═════ GIVEN TEXT
Fr Moloney went on to outline how young people might learn how to pray by looking at how Jesus prayed in his darkest hour in the Garden of Olives, and how Donal mirrored that prayer in his struggle with cancer.

He cited a number of points including how Jesus was radically honest with his Father in his agony, “He told God straight about how afraid he was facing into such suffering and he pleaded, ‘Let this cup pass, I don’t want it… And I’m reminded of Dónal’s honesty in his final months when he spoke of his anger at young people dying by suicide when he himself wanted so much to live. And all the good that came out of that honest prayer as he urged them to think twice about suicide and ask for help. Or when Fr Paddy asked him if he was afraid of dying, and he replied, ‘No Father, just nervous.”’

Donal’s parents, Elma and Fionnbar Walsh, and sister Jema, set up a foundation in memory of Donal and the #Livelife Foundation and reports show that their organisation has made a significant difference in the lives of so many young people. Fr Moloney spoke of this also.

“We see also that Jesus in Gethsemene repeated his anguished prayer three times. The gospels promise us that faith and prayer will move mountains, but it doesn’t promise they will move them immediately. Sometimes, for prayer to work, we have to pray it many times. That’s why Never Give Up is the motto on the wristband of the Donal Walsh ‘#Livelife’ foundation that serves his cause of promoting his ‘live life’ message and provides appropriate teenage facilities in hospices, hospitals, Pieta house, and many more.
God always answers our prayers – but not always in the way we expect or at the time we ask.”

Concluding his homily Fr Moloney told the story of how just a few days before Donal died, journalist Mark Egan rang to tell him that one group working in suicide prevention had recorded a four-fold increase in young people seeking help since Donal was interviewed on TV and wrote his challenging piece and they put that huge increase totally down to him.
══════════
═════ GIVEN DATA
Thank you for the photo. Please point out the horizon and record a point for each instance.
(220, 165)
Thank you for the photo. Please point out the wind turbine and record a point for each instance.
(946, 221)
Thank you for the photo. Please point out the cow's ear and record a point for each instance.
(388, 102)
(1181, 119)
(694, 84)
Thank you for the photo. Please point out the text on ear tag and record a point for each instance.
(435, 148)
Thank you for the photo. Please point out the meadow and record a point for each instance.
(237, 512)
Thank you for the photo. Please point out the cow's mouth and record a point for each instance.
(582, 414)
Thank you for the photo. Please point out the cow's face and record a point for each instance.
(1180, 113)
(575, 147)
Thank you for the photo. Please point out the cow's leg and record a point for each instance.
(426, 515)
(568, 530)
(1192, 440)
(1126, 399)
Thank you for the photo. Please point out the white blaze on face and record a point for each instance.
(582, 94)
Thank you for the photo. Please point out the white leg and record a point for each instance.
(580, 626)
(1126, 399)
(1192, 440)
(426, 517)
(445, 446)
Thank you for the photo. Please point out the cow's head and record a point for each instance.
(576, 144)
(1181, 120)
══════════
═════ GIVEN DATA
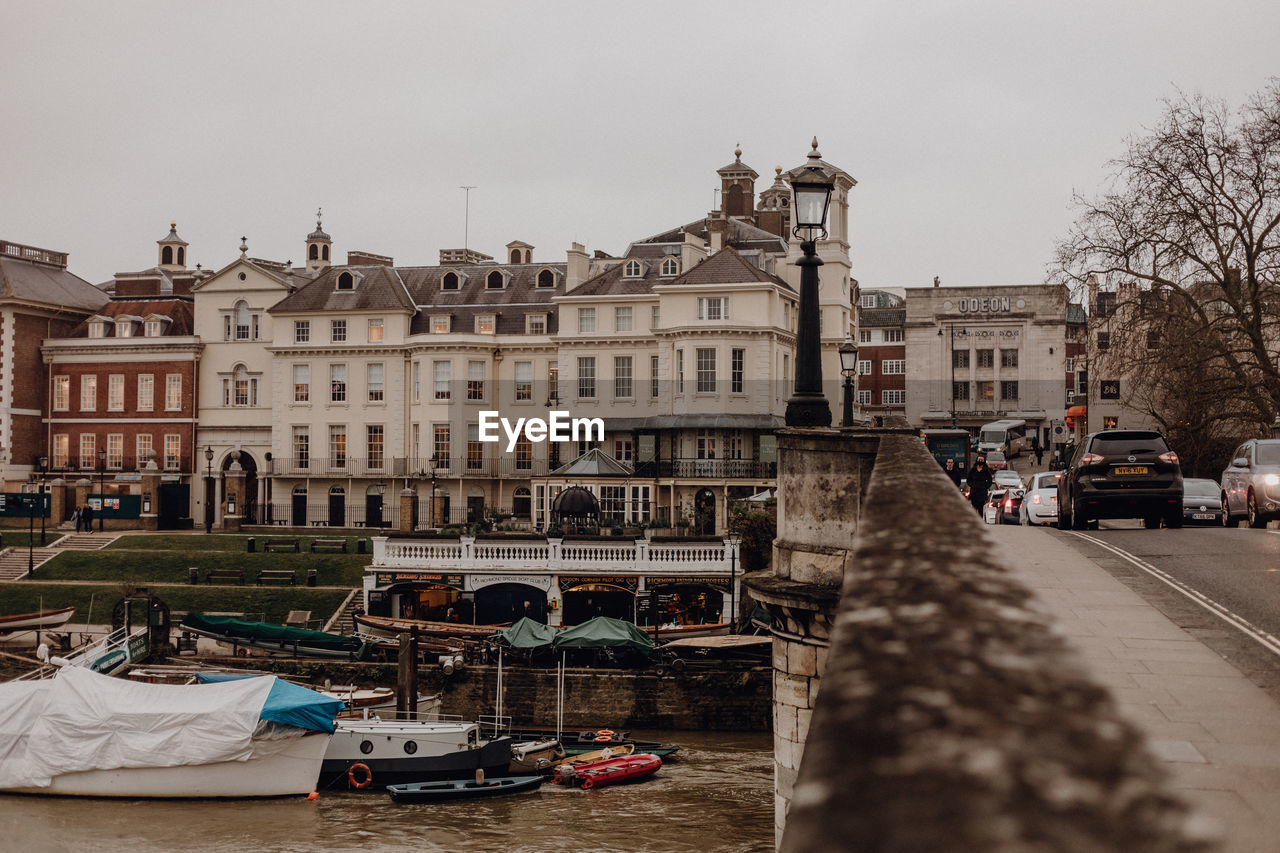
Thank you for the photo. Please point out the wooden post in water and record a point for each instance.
══════════
WHAT YOU SHOULD DO →
Set down the full passage about Fr Moloney's homily word for word. You won't need the data for this.

EXERCISE RESULT →
Fr Moloney went on to outline how young people might learn how to pray by looking at how Jesus prayed in his darkest hour in the Garden of Olives, and how Donal mirrored that prayer in his struggle with cancer.

He cited a number of points including how Jesus was radically honest with his Father in his agony, “He told God straight about how afraid he was facing into such suffering and he pleaded, ‘Let this cup pass, I don’t want it… And I’m reminded of Dónal’s honesty in his final months when he spoke of his anger at young people dying by suicide when he himself wanted so much to live. And all the good that came out of that honest prayer as he urged them to think twice about suicide and ask for help. Or when Fr Paddy asked him if he was afraid of dying, and he replied, ‘No Father, just nervous.”’

Donal’s parents, Elma and Fionnbar Walsh, and sister Jema, set up a foundation in memory of Donal and the #Livelife Foundation and reports show that their organisation has made a significant difference in the lives of so many young people. Fr Moloney spoke of this also.

“We see also that Jesus in Gethsemene repeated his anguished prayer three times. The gospels promise us that faith and prayer will move mountains, but it doesn’t promise they will move them immediately. Sometimes, for prayer to work, we have to pray it many times. That’s why Never Give Up is the motto on the wristband of the Donal Walsh ‘#Livelife’ foundation that serves his cause of promoting his ‘live life’ message and provides appropriate teenage facilities in hospices, hospitals, Pieta house, and many more.
God always answers our prayers – but not always in the way we expect or at the time we ask.”

Concluding his homily Fr Moloney told the story of how just a few days before Donal died, journalist Mark Egan rang to tell him that one group working in suicide prevention had recorded a four-fold increase in young people seeking help since Donal was interviewed on TV and wrote his challenging piece and they put that huge increase totally down to him.